*Problem*
Output every line of the listing below as a numbered list, dropping any blank lines.

[Data records]
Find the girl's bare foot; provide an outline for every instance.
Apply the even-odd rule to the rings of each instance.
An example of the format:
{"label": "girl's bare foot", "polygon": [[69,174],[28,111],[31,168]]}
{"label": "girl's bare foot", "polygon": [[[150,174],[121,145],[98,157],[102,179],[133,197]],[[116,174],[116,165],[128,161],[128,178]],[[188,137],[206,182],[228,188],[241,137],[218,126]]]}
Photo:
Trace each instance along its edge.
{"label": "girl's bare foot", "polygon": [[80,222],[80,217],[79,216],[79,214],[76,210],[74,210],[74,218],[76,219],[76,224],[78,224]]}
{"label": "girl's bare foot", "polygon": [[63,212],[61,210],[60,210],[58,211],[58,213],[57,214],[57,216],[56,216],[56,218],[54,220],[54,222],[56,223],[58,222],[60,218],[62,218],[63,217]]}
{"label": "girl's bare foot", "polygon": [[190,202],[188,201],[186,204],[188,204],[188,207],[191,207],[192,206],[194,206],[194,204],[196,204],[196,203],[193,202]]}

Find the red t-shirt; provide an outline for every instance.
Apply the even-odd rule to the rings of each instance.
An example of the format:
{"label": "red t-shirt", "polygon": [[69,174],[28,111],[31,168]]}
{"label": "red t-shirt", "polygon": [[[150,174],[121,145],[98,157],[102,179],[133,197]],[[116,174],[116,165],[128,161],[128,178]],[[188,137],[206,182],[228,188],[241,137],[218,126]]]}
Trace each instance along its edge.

*Reply to the exercise*
1. Find the girl's bare foot; provide an outline for every instance.
2. Apply the even-odd rule to the rings of each instance.
3. An example of the format:
4. {"label": "girl's bare foot", "polygon": [[69,174],[28,111],[31,168]]}
5. {"label": "girl's bare foot", "polygon": [[[150,174],[121,145],[98,157],[102,179],[133,197]],[[116,174],[116,165],[128,161],[128,178]],[[188,137],[206,182],[228,188],[241,137],[218,126]]]}
6. Photo:
7. Trace each instance along its edge.
8. {"label": "girl's bare foot", "polygon": [[80,222],[80,217],[79,216],[79,214],[76,210],[74,210],[74,218],[76,219],[76,224],[78,224]]}
9. {"label": "girl's bare foot", "polygon": [[63,212],[61,210],[60,210],[58,211],[58,213],[57,214],[57,216],[56,216],[56,218],[54,220],[54,222],[56,223],[58,222],[60,218],[62,218],[63,217]]}
10. {"label": "girl's bare foot", "polygon": [[190,202],[188,201],[186,204],[188,204],[188,207],[191,207],[192,206],[194,206],[194,204],[196,204],[196,203],[193,202]]}
11. Find the red t-shirt; provide an outline for every instance.
12. Apply the even-odd rule to the rings of each instance.
13. An example of the format:
14. {"label": "red t-shirt", "polygon": [[69,174],[28,111],[31,168]]}
15. {"label": "red t-shirt", "polygon": [[[150,174],[121,145],[98,157],[102,179],[133,197]],[[116,174],[116,165],[128,161],[128,178]],[[188,137],[206,182],[228,188],[241,137],[218,126]]]}
16. Trace each instance along its edge.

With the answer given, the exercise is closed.